== Task instructions ==
Switch "point_at" to "find_all" everywhere it appears in the lines below, and give all of the lines back with nothing else changed.

== Data lines ==
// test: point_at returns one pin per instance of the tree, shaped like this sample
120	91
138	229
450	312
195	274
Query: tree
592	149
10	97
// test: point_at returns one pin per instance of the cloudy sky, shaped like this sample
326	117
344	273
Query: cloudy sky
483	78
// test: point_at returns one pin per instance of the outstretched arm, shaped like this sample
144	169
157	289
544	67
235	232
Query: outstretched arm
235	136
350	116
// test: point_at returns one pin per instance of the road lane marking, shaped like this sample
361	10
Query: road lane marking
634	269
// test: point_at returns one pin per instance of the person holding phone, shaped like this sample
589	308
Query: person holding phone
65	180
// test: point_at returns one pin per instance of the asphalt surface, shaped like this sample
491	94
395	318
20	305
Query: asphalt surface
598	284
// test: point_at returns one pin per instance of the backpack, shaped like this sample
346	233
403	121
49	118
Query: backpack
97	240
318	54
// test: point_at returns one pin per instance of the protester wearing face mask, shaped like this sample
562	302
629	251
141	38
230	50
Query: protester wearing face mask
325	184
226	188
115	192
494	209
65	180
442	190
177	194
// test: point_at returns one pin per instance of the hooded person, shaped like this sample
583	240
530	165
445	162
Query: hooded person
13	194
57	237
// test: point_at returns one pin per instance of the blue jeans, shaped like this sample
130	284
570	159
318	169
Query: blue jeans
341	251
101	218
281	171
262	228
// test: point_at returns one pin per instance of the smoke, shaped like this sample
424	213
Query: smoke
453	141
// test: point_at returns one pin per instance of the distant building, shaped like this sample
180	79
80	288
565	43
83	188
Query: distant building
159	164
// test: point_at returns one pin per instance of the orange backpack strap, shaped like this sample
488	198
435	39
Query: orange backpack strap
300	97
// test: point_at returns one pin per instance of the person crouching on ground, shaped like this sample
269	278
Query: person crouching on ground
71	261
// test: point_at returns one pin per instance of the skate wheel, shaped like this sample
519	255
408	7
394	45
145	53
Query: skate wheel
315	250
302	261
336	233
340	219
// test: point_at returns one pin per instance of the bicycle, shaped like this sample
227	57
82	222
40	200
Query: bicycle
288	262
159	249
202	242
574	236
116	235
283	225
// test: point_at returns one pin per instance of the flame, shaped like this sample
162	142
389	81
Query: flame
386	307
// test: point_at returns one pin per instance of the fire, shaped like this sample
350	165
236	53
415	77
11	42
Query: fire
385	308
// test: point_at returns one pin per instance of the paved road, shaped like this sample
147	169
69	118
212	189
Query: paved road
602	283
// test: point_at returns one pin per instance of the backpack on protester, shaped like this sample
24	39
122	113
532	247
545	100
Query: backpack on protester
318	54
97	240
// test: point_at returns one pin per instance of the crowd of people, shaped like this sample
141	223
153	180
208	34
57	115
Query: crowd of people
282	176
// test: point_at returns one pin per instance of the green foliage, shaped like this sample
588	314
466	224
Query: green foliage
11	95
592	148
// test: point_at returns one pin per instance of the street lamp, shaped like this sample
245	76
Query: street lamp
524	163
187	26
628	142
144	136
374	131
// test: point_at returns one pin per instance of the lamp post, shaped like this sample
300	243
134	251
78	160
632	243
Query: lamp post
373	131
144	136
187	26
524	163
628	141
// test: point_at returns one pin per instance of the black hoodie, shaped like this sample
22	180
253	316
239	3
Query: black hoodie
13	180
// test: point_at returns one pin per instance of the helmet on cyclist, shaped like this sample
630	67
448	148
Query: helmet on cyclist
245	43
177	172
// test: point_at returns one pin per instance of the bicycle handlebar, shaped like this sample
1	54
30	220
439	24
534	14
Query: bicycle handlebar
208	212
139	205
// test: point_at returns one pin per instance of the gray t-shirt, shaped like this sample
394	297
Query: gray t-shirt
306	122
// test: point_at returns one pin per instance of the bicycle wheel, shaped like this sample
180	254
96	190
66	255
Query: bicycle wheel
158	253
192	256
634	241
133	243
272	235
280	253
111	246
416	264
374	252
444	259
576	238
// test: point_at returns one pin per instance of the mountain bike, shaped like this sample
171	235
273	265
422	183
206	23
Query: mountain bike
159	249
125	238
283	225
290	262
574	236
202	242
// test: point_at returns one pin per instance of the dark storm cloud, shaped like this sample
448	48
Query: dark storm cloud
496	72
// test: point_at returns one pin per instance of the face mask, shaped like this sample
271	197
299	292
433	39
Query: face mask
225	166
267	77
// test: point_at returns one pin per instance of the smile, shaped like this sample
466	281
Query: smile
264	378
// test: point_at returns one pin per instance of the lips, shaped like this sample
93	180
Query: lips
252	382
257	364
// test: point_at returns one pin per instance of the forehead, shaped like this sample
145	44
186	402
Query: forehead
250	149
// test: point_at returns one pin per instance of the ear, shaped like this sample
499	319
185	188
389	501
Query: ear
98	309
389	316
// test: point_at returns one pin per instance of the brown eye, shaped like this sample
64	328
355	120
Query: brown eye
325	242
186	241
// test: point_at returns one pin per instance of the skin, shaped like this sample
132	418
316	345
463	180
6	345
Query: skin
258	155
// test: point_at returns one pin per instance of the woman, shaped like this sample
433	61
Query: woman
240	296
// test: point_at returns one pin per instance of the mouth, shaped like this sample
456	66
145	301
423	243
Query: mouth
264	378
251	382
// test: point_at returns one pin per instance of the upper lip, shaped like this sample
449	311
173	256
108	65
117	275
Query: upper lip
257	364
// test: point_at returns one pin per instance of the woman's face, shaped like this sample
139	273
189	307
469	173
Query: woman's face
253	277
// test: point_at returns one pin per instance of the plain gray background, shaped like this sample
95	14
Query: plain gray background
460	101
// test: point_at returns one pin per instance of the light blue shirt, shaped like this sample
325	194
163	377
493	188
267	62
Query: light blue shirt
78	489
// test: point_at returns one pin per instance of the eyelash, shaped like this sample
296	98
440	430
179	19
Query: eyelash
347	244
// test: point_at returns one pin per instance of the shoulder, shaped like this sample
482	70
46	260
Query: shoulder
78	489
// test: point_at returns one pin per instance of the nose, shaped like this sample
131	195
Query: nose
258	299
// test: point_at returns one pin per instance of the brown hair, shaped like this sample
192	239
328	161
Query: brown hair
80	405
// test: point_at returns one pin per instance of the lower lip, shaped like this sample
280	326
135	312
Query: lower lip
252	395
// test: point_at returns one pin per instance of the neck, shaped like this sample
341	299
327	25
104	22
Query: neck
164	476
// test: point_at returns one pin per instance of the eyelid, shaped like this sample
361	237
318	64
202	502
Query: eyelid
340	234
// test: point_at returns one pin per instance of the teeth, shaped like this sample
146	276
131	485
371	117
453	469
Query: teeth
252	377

== Result of this exercise ==
// test: find_all returns one pin per instance of the tree, shaped like this sample
120	91
138	229
450	312
195	274
Query: tree
592	149
10	97
// test: find_all returns one pin per instance of the cloudy sky, shaped like this sample
326	117
344	273
Query: cloudy sky
483	78
// test: find_all returns one pin per instance of the outstretched arm, shaped like this sample
144	169
157	289
544	67
235	232
Query: outstretched arm
235	136
350	116
// test: find_all returns one pin per instance of the road lane marking, shaped like this sample
361	10
Query: road lane marking
634	269
// test: find_all returns one pin per instance of the person holding phone, shaped like this sample
589	308
Query: person holding phone
65	180
// test: find_all returns one pin per instance of the asphalt surface, shaped like this sample
491	94
395	318
20	305
Query: asphalt surface
598	284
// test: find_all returns one pin per instance of the backpack, shaped like this sample
346	233
403	121
49	118
Query: backpack
97	240
318	54
// test: find_all returns one pin per instance of the protester wearing face mask, shaped like this sample
562	302
629	251
141	38
230	50
Query: protester wearing face mask
325	184
226	188
115	192
494	209
65	180
442	190
177	194
// test: find_all returns one pin per instance of the hooded person, shaped like this sample
583	240
530	165
445	162
Query: hooded person
13	194
57	237
// test: find_all returns one pin per instance of the blue jeans, shaped like this sample
130	284
570	159
318	169
Query: blue jeans
341	251
101	218
281	171
262	228
// test: find_all returns one pin per instance of the smoke, shaped like this sample
424	213
Query: smoke
453	141
// test: find_all returns one pin per instance of the distant building, shaped like this sample
180	79
80	288
565	43
83	188
Query: distant building
159	164
// test: find_all returns one pin per instance of the orange backpack strap, shaped like this sample
488	198
435	39
Query: orange backpack strap
300	97
// test: find_all returns one pin per instance of the person crouching on ground, shaped like this sample
269	278
Query: person crouching on ground
71	261
// test: find_all returns one pin per instance of the skate wheel, shaped like this sample
519	255
408	7
394	45
145	53
Query: skate wheel
315	250
302	261
336	233
340	219
// test: find_all returns one pin per instance of the bicycle, shaped like this sample
227	57
82	222
40	200
Query: bicycle
288	262
159	249
202	242
574	236
116	235
283	225
// test: find_all returns one pin per instance of the flame, shaped like this sample
162	142
389	81
Query: flame
386	307
// test: find_all returns one pin per instance of the fire, shaped like this sample
350	165
236	53
415	77
11	42
Query: fire
385	308
// test: find_all returns one pin per instance of the paved road, shaped like this sample
147	169
69	118
212	189
Query: paved road
602	283
// test: find_all returns one pin per instance of the backpack on protester, shaped like this sample
24	39
122	113
532	247
545	100
Query: backpack on protester
318	54
97	240
// test: find_all returns one pin per instance of the crowd of people, shaped like this sample
141	223
153	180
208	34
57	115
Query: crowd of people
282	176
// test: find_all returns one pin per instance of the green foliage, shaped like this sample
588	314
466	224
Query: green foliage
11	95
592	148
// test: find_all returns one pin per instance of the street lamp, shaped like this sample
245	76
Query: street lamp
524	163
187	26
628	142
144	136
374	131
// test: find_all returns one pin per instance of the lamp post, shaped like this sample
300	243
134	251
78	160
632	243
Query: lamp post
373	131
144	136
187	26
524	163
628	141
// test: find_all returns one pin per instance of the black hoodie, shaped like this sample
22	180
253	316
239	3
Query: black hoodie
13	180
// test: find_all returns one pin per instance of the helmet on cyclist, shaped like this sample
630	67
448	148
Query: helmet on cyclist
245	43
177	172
// test: find_all returns one pin per instance of the bicycle handlebar, shaped like this sample
1	54
30	220
439	24
534	14
Query: bicycle handlebar
208	212
139	205
// test: find_all returns one pin per instance of the gray t-shirt, shaped like this sample
394	297
Query: gray t-shirt
306	122
// test: find_all returns one pin per instance of the bicycle wheel, shaped like this sample
180	254
96	190
66	255
Query: bicycle wheel
158	253
192	256
634	241
133	243
272	235
280	253
111	246
416	264
374	252
444	259
576	238
// test: find_all returns one pin per instance of the mountain bike, shaped like this sample
171	235
273	265
422	183
206	23
Query: mountain bike
159	249
125	238
283	225
290	262
574	236
202	242
// test: find_all returns one pin per instance of the dark storm cloud, shaped like this sample
448	48
Query: dark storm cloud
496	72
// test: find_all returns one pin per instance of the face mask, shaped like this sample
271	197
299	292
433	39
Query: face mask
225	166
267	77
// test: find_all returns one pin per instance of the smile, shaped like this sample
466	281
Query: smile
264	378
// test: find_all returns one pin per instance of the lips, shaped like this sample
93	180
Query: lips
252	382
257	364
// test: find_all returns one pin per instance of the forehead, shaped like this sample
145	44
186	402
Query: forehead
250	149
// test: find_all returns one pin per instance of the ear, shaped like this sample
499	319
185	188
389	501
Query: ear
98	309
389	316
// test: find_all returns one pin per instance of the brown eye, shaped like this sample
64	328
355	120
Query: brown eye
325	242
186	241
// test: find_all returns one pin per instance of the skin, shaped like this sample
132	418
316	345
463	180
6	345
Query: skin
258	155
// test: find_all returns one pin per instance of the woman, shaped like this sample
433	61
Query: woman
240	296
// test: find_all returns one pin per instance of the mouth, shaped like this sample
456	66
145	301
423	243
Query: mouth
264	378
251	382
// test: find_all returns one pin per instance of the upper lip, shaped like this sample
449	311
173	256
108	65
117	275
Query: upper lip
257	364
// test: find_all returns one pin per instance of the woman's face, shaped like this sample
139	273
189	307
469	173
Query: woman's face
253	277
// test: find_all returns one pin per instance of the plain gray background, shaped like this sample
95	14
Query: plain gray background
460	101
// test: find_all returns one pin per instance of the light blue shirt, shaped like this sample
325	194
163	377
493	188
267	62
Query: light blue shirt
78	489
// test: find_all returns one pin per instance of the eyelash, shaped like this sample
296	98
440	430
179	19
Query: eyelash
347	244
// test: find_all returns one pin per instance of the shoulder, shaped like this sample
482	70
46	260
Query: shoulder
78	489
// test: find_all returns one pin per instance of the nose, shaped like this sample
131	195
Query: nose
258	299
// test: find_all returns one pin per instance of the brown hair, shaped like this sample
192	239
328	161
Query: brown hair
80	405
// test: find_all returns one pin per instance of the lower lip, shaped like this sample
280	326
135	312
Query: lower lip
252	395
// test: find_all returns one pin per instance of the neck, shaped like this sample
341	299
327	25
104	22
Query: neck
164	476
// test: find_all returns one pin per instance of the eyelid, shaped like this sample
361	237
318	64
202	502
Query: eyelid
340	234
// test: find_all returns one pin per instance of the teeth, shaped like this sample
146	276
131	485
371	117
453	469
Query: teeth
252	377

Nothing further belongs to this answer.